> Task:
Set out the items below as a numbered list, omitting any blank lines.

Dataset rows
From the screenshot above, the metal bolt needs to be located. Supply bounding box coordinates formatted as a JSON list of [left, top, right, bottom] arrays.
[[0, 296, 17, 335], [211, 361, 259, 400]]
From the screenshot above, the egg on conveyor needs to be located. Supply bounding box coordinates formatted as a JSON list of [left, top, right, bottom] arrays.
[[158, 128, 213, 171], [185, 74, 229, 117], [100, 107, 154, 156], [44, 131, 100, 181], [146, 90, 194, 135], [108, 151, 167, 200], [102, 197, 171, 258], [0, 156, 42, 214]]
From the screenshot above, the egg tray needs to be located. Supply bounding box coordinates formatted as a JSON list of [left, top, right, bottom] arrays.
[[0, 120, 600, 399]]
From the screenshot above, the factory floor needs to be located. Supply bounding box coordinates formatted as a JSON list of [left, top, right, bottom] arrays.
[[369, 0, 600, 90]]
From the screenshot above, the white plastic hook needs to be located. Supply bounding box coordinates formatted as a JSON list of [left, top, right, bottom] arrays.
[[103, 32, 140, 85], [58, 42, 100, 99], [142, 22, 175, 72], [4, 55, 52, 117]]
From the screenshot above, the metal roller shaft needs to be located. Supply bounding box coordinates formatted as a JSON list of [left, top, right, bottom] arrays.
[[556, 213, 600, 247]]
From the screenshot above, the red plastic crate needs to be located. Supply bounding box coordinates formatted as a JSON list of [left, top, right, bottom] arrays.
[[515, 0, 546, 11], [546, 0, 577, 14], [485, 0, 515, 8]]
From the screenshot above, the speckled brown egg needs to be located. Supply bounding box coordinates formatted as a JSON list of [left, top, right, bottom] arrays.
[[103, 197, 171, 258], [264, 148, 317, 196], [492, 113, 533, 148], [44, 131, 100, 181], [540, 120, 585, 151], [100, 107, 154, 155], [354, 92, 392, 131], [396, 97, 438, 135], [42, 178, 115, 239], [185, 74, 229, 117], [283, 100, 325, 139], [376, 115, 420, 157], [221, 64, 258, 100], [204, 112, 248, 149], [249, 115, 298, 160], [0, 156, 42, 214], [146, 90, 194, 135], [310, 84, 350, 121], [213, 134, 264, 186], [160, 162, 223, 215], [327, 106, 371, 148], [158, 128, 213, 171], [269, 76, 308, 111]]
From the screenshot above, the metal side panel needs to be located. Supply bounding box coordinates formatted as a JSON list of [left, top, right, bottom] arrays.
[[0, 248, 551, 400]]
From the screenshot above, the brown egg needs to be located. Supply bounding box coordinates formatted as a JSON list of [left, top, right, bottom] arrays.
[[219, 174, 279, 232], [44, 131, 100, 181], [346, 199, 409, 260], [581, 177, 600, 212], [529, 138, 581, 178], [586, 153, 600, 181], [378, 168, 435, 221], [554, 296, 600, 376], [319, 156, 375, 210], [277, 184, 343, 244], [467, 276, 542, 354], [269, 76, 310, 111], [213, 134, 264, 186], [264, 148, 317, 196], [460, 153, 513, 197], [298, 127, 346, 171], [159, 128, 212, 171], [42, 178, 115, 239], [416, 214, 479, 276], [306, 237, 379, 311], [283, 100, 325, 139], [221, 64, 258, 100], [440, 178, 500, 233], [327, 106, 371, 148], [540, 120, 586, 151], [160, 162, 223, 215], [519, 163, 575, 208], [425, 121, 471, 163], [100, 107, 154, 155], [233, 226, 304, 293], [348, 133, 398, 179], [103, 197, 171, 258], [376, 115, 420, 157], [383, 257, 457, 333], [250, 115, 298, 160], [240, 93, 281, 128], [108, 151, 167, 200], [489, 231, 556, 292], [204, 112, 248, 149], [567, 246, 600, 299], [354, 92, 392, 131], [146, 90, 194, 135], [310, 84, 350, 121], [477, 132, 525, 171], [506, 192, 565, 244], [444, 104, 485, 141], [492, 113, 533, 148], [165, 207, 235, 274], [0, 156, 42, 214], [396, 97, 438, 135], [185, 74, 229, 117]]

> Solution for this exercise:
1. From the screenshot above, the metal bolt needs to be located. Supply bounding box coordinates formatted as a JSON list of [left, top, right, bottom] arrays.
2. [[0, 296, 17, 335], [211, 361, 259, 400]]
3. From the screenshot above, the egg on conveyor needs to be located. Supply bounding box coordinates formatted as a JSON list of [left, top, right, bottom] arrays.
4. [[158, 128, 213, 171], [185, 74, 229, 117], [100, 107, 154, 156], [44, 131, 100, 181], [146, 90, 194, 135], [108, 151, 167, 200], [102, 197, 171, 258], [0, 156, 42, 214]]
5. From the screenshot above, the egg tray needs to be located. Supply bounding box coordinates formatted as a JSON list of [left, top, right, bottom] arrays.
6. [[0, 120, 600, 399]]
7. From the screenshot above, the factory floor needs to be located. Supply bounding box coordinates formatted as a JSON list of [left, top, right, bottom] arrays.
8. [[369, 0, 600, 90]]
9. From the screenshot above, the white plastic hook needs to be located. Supply bounding box coordinates formatted as a JSON list of [left, top, right, bottom] arrays.
10. [[103, 32, 140, 85], [58, 42, 100, 99], [142, 22, 175, 72], [4, 55, 52, 117]]
11. From the screenshot above, the metal roller shaft needs to be located. Supply bounding box coordinates formatted as a JSON list of [left, top, right, bottom] arrays.
12. [[556, 213, 600, 247]]
13. From the screenshot above, the red plastic crate needs to be located. Supply bounding box coordinates formatted as a JSON list of [left, top, right, bottom] arrays.
14. [[515, 0, 546, 11], [546, 0, 577, 14], [485, 0, 515, 8]]
15. From the screenshot above, the speckled brown egg needs to be located. Supply bounding box coordinates formatted as a JSON list of [left, top, right, bottom] arrays.
16. [[103, 197, 171, 258], [264, 148, 317, 196], [492, 113, 533, 148], [44, 131, 100, 181], [540, 120, 585, 151], [100, 107, 154, 155], [354, 92, 392, 131], [396, 97, 438, 135], [42, 178, 115, 239], [185, 74, 229, 117], [283, 100, 325, 139], [376, 115, 420, 157], [221, 64, 258, 100], [204, 112, 248, 149], [249, 115, 298, 160], [0, 156, 42, 214], [146, 90, 194, 135], [310, 84, 350, 121], [213, 134, 264, 186], [160, 162, 223, 215], [327, 106, 371, 148], [158, 128, 213, 171], [269, 76, 308, 111]]
17. From the screenshot above, the metal side panel needs to be located. Supply bounding box coordinates formatted as a JSON list of [left, top, right, bottom] arrays.
18. [[0, 248, 551, 400]]
19. From the screenshot above, the brown egg needs to be located. Supply bounding box coordinates formatted as a JSON list of [left, top, right, bottom] arrays.
20. [[219, 174, 279, 232], [44, 131, 100, 181], [346, 199, 409, 260], [581, 177, 600, 212], [529, 138, 581, 178], [586, 153, 600, 181], [378, 168, 435, 221], [554, 296, 600, 376], [319, 156, 375, 210], [277, 184, 343, 244], [467, 276, 542, 354], [269, 76, 310, 111], [213, 134, 264, 186], [264, 148, 317, 196], [460, 153, 513, 197], [298, 127, 346, 171], [159, 128, 212, 171], [42, 178, 115, 239], [416, 214, 479, 276], [306, 237, 379, 311], [283, 100, 325, 139], [221, 64, 258, 100], [440, 178, 500, 233], [327, 106, 371, 148], [540, 120, 586, 151], [160, 162, 223, 215], [519, 163, 575, 208], [425, 121, 471, 163], [100, 107, 154, 155], [233, 226, 304, 293], [348, 133, 398, 179], [103, 197, 171, 258], [376, 115, 420, 157], [383, 257, 457, 333], [250, 115, 298, 160], [240, 93, 281, 128], [108, 151, 167, 200], [489, 231, 556, 292], [204, 112, 248, 149], [567, 246, 600, 299], [354, 92, 392, 131], [146, 90, 194, 135], [310, 84, 350, 121], [477, 132, 525, 171], [506, 192, 565, 244], [444, 104, 485, 141], [492, 113, 533, 148], [165, 207, 235, 274], [0, 156, 42, 214], [396, 97, 438, 135], [185, 74, 229, 117]]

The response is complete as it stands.